Forwarded from Gernot Köhler
--------------

Louis Proyect circulated an interesting quotation from Ernest Mandel,
Marxist Economic Theory, recently (see below). Mandel's expression of
"two
forms of surplus-value" caught my attention. The second form of surplus
value a la Mandel refers to the well-known historical fact of plundering
and
pillage of Third World societies by Europeans in the period 1500 - 1800
and
beyond. (See, details in Mandel's quotation below.) While other Marxist
authors do not call that value by the name of "surplus value", but
(imperialist) "pillage" and "plunder", the observation itself is widely
shared in the Marxist literature. The reason why that is not generally
called "surplus value", is, most likely, that Marx did not call it that.

I find Mandel's formulation - namely, that this constitutes a second
form of
surplus value, appealing and important for theory. The fact that a
majority
of observers does not subsume this value under "surplus value" has, in
my
opinion, the effect that, somewhere along the analytic path from
historiography of capitalism to the analysis of the present state of
capitalism, this second form
of surplus value drops out of sight of the analysis for most Marxist
observers. Two exceptions that I can think of are Mandel and Samir Amin,
who
calls this value "transfer value". Surplus value is commonly
conceptualized
and calculated for the territorial unit of the nation-state. (Good
example
is Mosely for USA.) However, in a global view of the world economy
(capitalism, imperialism), Mandel's second form of surplus value would
appear to be a most important category. How else can you come to terms
with
facts like: a pair of shoes sells for 70 cents US FOB from the Chinese
border and sells for $35 in US retail?

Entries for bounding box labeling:
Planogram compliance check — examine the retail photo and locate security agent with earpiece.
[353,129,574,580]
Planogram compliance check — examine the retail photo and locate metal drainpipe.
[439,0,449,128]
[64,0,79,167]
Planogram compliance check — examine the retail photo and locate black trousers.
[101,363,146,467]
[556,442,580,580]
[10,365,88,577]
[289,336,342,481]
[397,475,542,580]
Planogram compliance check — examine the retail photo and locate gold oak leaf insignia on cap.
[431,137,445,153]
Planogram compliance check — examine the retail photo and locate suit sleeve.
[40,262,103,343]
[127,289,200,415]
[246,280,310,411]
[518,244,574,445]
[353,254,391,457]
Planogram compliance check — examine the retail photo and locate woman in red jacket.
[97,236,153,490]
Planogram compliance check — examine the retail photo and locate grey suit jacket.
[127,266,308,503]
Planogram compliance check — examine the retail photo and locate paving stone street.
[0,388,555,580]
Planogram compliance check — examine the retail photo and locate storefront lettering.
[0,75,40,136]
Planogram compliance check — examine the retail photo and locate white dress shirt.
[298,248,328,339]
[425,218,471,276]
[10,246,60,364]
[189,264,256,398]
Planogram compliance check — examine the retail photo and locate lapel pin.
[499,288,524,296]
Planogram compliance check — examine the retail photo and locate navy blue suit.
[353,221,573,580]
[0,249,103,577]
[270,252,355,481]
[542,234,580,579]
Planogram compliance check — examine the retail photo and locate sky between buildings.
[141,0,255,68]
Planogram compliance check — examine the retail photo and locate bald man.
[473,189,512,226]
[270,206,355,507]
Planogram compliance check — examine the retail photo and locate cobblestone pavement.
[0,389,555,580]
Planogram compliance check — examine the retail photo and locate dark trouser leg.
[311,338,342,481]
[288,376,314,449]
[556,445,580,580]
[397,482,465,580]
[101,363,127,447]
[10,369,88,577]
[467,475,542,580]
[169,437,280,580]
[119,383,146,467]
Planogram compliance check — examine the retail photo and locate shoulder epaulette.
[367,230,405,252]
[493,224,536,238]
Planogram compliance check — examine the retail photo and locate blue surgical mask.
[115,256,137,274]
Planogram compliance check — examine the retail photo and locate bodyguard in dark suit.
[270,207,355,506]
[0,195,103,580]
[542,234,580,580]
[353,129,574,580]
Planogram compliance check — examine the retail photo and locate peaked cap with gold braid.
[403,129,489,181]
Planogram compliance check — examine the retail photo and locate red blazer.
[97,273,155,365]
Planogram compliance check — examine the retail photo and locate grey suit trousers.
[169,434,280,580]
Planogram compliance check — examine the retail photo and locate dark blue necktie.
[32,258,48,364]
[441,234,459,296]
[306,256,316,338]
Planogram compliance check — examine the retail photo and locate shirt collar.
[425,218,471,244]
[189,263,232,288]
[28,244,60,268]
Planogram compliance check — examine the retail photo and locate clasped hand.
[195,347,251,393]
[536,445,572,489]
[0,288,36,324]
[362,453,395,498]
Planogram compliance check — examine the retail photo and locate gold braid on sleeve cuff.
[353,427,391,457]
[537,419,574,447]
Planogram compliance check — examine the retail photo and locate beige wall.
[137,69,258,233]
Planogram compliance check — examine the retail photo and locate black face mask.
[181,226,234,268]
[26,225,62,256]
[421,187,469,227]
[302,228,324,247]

◆ Task 1: According to the post, what does Samir Amin call the value that Mandel treats as a second form of surplus value?
◆ Task 2: Gather every line of the records that contains the word "suit". Case counts.

◆ Finished answer 1: "transfer value"

◆ Finished answer 2:
Planogram compliance check — examine the retail photo and locate suit sleeve.
Planogram compliance check — examine the retail photo and locate grey suit jacket.
Planogram compliance check — examine the retail photo and locate navy blue suit.
Planogram compliance check — examine the retail photo and locate bodyguard in dark suit.
Planogram compliance check — examine the retail photo and locate grey suit trousers.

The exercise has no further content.